(Beginning of Available data)

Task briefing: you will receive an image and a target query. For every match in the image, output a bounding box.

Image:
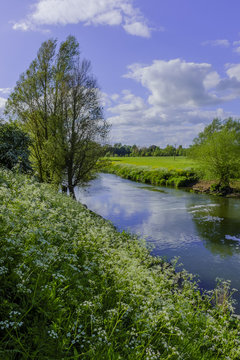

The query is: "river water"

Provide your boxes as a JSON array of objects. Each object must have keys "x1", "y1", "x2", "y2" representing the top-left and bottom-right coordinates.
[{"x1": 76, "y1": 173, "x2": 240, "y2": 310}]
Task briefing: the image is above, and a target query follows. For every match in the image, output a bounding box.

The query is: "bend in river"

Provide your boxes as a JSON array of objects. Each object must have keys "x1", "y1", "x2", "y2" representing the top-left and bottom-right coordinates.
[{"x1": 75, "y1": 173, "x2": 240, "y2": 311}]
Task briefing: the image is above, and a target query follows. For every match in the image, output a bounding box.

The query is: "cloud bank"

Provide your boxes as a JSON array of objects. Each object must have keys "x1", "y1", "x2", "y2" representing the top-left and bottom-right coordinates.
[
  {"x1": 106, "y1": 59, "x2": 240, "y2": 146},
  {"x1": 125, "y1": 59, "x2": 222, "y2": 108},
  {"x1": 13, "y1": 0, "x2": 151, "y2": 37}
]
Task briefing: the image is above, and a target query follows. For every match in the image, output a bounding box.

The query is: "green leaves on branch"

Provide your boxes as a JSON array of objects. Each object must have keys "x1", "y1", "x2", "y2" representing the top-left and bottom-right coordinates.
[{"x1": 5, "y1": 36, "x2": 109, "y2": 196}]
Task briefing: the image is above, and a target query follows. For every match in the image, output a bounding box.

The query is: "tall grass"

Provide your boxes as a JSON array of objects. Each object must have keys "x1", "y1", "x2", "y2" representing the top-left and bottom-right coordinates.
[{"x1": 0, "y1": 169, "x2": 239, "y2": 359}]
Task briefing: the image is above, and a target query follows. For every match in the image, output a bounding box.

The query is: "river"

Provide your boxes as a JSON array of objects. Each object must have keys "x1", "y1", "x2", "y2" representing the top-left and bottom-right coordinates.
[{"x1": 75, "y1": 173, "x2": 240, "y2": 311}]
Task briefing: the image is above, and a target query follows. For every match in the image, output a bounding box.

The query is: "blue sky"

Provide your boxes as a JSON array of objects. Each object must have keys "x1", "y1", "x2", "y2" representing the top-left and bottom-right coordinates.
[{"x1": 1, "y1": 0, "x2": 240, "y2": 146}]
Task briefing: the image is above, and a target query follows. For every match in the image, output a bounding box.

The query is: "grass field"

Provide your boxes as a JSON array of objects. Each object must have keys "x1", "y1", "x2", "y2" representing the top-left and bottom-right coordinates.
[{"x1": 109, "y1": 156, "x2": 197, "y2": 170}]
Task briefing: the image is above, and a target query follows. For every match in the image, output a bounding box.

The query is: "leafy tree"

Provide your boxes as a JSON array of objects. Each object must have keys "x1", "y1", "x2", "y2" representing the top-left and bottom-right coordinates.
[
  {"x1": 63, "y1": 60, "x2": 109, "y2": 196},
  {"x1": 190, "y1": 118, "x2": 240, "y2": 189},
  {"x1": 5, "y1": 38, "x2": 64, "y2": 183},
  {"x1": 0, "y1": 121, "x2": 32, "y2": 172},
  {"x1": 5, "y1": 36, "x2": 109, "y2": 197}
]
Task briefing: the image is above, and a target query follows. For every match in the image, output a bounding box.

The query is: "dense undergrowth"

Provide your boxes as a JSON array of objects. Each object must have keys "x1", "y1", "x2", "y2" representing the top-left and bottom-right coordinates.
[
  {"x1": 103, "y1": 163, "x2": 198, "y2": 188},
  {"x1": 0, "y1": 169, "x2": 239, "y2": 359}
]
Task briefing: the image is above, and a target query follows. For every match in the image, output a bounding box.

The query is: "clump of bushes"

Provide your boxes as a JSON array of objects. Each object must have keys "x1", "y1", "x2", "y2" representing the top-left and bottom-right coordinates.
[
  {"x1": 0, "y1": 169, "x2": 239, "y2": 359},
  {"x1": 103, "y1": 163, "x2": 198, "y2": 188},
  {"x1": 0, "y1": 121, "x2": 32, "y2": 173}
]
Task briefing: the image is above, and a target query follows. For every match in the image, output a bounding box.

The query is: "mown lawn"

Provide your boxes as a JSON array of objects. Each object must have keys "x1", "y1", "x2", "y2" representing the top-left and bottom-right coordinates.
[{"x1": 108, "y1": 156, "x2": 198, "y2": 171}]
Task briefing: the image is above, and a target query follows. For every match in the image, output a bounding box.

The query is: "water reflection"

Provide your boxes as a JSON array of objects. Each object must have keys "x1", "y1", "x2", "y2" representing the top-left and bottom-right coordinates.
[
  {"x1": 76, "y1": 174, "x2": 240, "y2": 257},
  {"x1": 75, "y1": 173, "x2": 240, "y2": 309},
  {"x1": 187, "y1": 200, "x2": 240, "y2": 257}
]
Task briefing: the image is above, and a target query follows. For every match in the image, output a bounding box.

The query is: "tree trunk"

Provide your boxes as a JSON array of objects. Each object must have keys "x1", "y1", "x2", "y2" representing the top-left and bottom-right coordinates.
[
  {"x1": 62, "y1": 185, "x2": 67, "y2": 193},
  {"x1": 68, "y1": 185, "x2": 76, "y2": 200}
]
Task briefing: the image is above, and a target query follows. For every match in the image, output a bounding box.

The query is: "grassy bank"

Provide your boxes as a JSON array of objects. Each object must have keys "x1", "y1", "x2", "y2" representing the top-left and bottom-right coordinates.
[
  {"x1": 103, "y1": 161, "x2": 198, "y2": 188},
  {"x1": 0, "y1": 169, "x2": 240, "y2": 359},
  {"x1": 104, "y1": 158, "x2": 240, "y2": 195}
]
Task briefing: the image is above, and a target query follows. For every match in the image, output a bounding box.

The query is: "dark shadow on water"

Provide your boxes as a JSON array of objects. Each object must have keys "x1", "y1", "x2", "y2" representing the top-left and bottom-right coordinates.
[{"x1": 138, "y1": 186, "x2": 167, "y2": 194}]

(End of Available data)
(Beginning of Available data)

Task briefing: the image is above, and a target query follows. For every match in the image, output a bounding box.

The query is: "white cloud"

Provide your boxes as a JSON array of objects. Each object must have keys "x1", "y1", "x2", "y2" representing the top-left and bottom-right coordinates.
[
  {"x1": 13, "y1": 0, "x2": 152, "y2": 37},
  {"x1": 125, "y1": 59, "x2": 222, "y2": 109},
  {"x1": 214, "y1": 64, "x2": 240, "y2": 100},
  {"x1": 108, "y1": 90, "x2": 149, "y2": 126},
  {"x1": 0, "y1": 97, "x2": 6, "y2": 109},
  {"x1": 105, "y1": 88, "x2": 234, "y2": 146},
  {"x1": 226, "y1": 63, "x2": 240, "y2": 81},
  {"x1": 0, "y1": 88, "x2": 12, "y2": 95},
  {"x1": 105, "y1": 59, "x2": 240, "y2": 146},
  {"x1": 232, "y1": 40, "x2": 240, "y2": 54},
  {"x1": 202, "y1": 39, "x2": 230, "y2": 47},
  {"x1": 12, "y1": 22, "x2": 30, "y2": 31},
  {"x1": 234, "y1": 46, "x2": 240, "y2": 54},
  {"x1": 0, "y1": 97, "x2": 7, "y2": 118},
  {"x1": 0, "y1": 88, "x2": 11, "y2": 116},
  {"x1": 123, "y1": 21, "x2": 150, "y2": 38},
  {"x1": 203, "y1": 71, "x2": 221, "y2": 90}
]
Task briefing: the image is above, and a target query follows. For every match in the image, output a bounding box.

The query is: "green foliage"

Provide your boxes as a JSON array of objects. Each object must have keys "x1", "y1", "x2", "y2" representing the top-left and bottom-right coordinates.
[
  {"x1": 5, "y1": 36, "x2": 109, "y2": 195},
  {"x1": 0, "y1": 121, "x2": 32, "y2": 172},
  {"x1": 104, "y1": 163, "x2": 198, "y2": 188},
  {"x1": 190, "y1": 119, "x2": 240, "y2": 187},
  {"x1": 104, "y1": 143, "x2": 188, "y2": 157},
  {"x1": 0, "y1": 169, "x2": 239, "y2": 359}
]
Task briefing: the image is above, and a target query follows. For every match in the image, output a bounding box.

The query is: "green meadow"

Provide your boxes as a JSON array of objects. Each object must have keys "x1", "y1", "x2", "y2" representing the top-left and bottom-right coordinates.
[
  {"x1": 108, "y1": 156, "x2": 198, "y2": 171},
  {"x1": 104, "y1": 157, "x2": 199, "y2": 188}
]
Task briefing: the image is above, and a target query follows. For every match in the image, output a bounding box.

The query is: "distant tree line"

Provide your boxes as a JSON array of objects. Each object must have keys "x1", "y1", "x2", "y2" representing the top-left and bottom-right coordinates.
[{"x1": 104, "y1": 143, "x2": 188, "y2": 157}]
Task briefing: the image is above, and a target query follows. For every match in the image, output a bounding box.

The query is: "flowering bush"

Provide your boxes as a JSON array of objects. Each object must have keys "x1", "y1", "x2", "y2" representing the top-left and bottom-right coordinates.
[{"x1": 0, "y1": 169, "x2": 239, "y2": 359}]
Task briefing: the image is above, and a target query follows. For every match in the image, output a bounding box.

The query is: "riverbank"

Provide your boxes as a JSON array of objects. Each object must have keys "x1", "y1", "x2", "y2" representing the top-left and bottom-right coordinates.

(End of Available data)

Report each line in the data that holds the word "cloud".

Answer to this task —
The query is: "cloud bank"
The query is: "white cloud"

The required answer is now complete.